Activity: Going through the data below, copy out each line where the word "black" shows up.

===

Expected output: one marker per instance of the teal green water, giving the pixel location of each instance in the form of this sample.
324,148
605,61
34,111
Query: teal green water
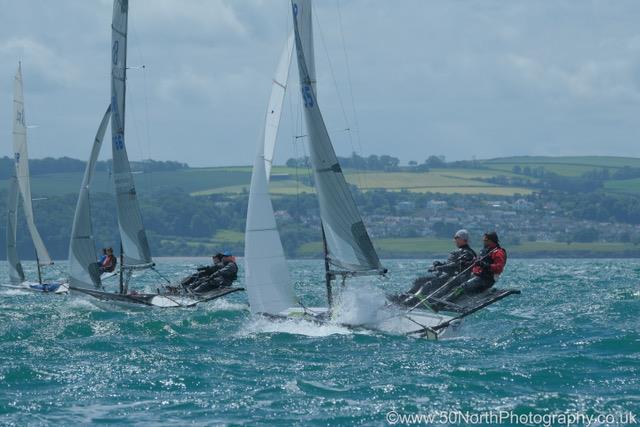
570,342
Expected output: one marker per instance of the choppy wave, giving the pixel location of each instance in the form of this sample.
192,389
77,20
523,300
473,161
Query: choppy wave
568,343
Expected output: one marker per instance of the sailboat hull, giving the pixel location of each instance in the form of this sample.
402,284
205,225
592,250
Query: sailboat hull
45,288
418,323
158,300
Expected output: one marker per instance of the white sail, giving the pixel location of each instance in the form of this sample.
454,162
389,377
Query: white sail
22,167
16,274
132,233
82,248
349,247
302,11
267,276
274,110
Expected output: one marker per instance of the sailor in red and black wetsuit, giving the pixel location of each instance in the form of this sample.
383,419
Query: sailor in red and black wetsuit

===

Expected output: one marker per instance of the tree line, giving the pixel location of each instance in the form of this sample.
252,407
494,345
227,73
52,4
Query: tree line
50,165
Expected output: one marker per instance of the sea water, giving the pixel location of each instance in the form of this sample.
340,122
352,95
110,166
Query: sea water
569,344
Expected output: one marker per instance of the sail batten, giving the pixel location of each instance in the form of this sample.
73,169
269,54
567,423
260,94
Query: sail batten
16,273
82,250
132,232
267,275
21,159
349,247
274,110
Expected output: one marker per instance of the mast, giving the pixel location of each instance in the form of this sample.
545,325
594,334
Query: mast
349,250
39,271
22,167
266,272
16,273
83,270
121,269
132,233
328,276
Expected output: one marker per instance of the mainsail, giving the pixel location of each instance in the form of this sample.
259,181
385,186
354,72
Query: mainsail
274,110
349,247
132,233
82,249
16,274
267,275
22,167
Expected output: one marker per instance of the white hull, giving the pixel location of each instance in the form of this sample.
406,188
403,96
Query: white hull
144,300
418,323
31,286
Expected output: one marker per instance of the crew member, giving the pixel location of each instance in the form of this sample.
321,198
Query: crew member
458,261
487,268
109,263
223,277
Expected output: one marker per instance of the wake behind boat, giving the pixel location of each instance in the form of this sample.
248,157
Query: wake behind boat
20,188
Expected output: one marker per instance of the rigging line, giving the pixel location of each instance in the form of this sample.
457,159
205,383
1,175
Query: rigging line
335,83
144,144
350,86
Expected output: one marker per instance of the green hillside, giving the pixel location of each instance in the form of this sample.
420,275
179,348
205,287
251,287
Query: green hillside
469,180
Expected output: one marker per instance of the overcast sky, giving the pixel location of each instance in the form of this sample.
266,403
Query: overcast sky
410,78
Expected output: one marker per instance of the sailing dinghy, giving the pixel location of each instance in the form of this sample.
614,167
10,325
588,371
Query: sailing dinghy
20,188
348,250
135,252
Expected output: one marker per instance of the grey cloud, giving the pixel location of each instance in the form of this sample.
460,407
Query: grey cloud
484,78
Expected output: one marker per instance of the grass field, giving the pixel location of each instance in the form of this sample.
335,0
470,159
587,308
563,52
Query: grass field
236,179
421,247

===

Solution for this task:
Expected output: one marker per instance of the sailor in red and black wetsuit, giving the pixel location of each instance in the form of this sample.
Query: sailor in red and black wetsuit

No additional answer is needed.